■ **SET TASKS**
[1] In the ETS dataset notes, how many audio files per target L1 language does the `'train100'` partition contain?
[2] Extend the ETS data notebook, picking up directly after its final line of code.

■ **DOCUMENT SECTION**
The dataset is organized in 4 partitions:
- `'train'`: This is the full training set, consisting of 1200 audio samples of approximately 45-seconds each containg speech from English students with  different L1 backgrounds. (**ATENTION**: Do not use this dataset for training your models, unless your system is very fast or if you want to build your final model. It can be slow).
- `'train100'`: This is a subset of the full training set that consists of 100 audio files per target L1 language (**RECOMMENDATION**: Use this partition in your quick experiments, to more rapidly validate alternatives)
- `'dev'`: This is the development set. It contains the same kind of segments as the training partitions. You will typically use this to validate the quality of your model.
- `'evl'`: This is the evaluation set. It contains the same kind of segments as the training partitions. You don't have the groud-truth for this set. You are expected to generate a prediction file and submit it.

The data used in this challenge is a subset of the [ETS Corpus of Non-Native Spoken English](http://dx.doi.org/10.21437/Interspeech.2016-129).

The difference is that only four L1 target languages are considered instead of eleven, and that the original development partition has been split in the development and evaluation sets used in this course.

## Before starting
The following conditions are necessary to run correctly this notebook:

*   All modules included in the `requirements.txt` file need to be 
installed in the Python environment. In a local installation, you can run in the command line: `pip install -r requirements.txt`
*   The module `pf_tools` needs to be accessible (if you are using Google Colab, you will need to copy the `pf_tools.py` every time you start a new session).

In [1]:
from pf_tools import CheckThisCell

## How can you download (and process) the data

The first thing we have to do is to set our working directory. If you are using Google Colab, you probably want to mount Google Drive to keep persistent information, such as data, features and models. If you are not using Google Colab, you rather comment or delete the following code cell:

In [2]:
raise CheckThisCell ## <---- Remove this to run this cell if you are on Google Colab
from google.colab import drive
drive.mount('/content/drive')

CheckThisCell: 

In [2]:
#raise CheckThisCell ## <---- Remove this after completing/checking this cell
import os 

CWD = os.getcwd() # <--- Change this variable to your working directory 
DATADIR = f'{CWD}/ets_data/' # <--- Change this variable to your folder containig the ETS data
if not os.path.isdir(DATADIR):
    os.mkdir(DATADIR)

os.chdir(CWD)
print(f'Current working directory is set to {CWD}')   
print(f'Your ETS data folder is {DATADIR}')


Current working directory is set to c:\Users\Piotr\Desktop\spoken-language-processing-23-24-IST\slp-lab2
Your ETS data folder is c:\Users\Piotr\Desktop\spoken-language-processing-23-24-IST\slp-lab2/ets_data/


The class `ETS` permits downloading, transforming and storing the different data partitions. Each `ETS` instance can be used to iterate over all the samples of the partition. It can also be used in combination with pytorch dataloader to read batches of data to train neural networks with pytorch. For instance, consider the following piece of code:


In [3]:
import numpy as np
from pf_tools import ETS
import librosa 

def audio_transform(filename):
    y, _ = librosa.load(filename, sr=16000, mono=True)

Stored items:
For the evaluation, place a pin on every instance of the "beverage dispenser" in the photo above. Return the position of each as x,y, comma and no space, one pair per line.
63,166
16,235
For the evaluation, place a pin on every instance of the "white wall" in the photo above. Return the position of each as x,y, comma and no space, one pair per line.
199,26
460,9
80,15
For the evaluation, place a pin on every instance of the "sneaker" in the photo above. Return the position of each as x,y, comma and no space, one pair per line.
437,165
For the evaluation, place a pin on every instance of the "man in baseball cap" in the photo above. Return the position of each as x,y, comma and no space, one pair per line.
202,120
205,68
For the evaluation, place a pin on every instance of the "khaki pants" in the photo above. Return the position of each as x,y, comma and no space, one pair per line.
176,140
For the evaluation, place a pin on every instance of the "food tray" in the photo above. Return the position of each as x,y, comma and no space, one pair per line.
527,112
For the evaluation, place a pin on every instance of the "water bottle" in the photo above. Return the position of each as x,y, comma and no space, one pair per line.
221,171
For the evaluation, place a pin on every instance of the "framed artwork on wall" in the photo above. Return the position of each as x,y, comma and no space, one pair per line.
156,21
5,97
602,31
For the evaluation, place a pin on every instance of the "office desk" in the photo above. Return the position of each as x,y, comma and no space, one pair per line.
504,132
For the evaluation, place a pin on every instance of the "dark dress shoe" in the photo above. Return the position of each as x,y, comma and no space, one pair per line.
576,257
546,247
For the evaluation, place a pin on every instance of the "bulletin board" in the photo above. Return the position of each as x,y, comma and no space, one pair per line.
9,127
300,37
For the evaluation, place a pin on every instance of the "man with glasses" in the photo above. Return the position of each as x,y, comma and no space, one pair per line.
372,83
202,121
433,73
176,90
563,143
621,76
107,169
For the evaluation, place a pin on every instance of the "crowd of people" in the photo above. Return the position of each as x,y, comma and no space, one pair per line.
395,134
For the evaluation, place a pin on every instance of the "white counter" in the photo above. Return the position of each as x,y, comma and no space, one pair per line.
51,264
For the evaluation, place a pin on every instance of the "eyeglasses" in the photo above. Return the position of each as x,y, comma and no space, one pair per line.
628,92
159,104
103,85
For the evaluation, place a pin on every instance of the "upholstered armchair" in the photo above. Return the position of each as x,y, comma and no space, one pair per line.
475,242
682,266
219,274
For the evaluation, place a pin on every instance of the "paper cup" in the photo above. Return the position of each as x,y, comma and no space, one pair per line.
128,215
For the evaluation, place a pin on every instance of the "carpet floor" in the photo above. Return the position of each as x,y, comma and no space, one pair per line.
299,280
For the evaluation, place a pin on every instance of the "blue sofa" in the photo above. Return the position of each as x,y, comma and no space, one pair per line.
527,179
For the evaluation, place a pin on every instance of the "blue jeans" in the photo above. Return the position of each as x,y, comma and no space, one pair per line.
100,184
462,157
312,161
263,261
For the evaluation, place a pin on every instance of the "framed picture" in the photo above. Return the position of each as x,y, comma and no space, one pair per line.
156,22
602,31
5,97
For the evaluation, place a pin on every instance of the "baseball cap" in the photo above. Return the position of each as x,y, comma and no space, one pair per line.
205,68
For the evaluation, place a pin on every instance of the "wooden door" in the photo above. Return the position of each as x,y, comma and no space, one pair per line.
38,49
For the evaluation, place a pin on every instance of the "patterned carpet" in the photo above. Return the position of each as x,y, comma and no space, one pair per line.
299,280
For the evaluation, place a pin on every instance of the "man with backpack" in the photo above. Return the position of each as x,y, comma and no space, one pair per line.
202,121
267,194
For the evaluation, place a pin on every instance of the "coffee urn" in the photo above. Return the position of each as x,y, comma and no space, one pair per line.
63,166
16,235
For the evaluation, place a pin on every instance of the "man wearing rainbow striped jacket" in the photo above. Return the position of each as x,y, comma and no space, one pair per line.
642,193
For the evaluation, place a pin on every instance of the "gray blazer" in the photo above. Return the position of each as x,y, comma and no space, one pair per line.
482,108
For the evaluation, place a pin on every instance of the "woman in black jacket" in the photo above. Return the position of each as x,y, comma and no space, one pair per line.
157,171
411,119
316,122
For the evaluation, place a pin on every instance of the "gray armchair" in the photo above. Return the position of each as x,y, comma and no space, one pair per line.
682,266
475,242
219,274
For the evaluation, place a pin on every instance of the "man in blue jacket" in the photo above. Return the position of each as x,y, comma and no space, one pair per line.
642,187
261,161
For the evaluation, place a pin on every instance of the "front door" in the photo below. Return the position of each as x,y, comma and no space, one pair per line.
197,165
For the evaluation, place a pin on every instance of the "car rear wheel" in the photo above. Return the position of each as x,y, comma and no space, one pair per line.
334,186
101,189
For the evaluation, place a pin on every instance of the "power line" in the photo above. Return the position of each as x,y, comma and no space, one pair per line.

■ **ANSWERS TO THE EXERCISE**
[1] It contains 100 audio files per target L1 language.

[2]
    return y.reshape(-1,1)
    
train_ets = ETS(DATADIR, 'train100', transform_id='raw', audio_transform=audio_transform)

100%|██████████| 491M/491M [00:55<00:00, 9.24MB/s] 
100%|██████████| 400/400 [00:21<00:00, 18.49it/s]



This will first download and uncompress the .tar.gz file containing all the necessary data of the `'train100'` partition, that is, the audio files that are stored to disk (in DATADIR/train100/audio/) and key file (DATADIR/train100/key.lst). Then, the audio transformation `'transform'` will be applied to each file and the result stored to disk DATADIR/train100/raw/. 

(If the feature extraction process is interrupted, you will need to delete the corresponding tranformation folder to restart)

**Audio transformations** receive a filename of an audio file and returns an array of dimensions (NxD), in which N is the time dimension and D the dimension of the feature vector. In this simple case D is 1 because the transform is just returning the raw audio signal.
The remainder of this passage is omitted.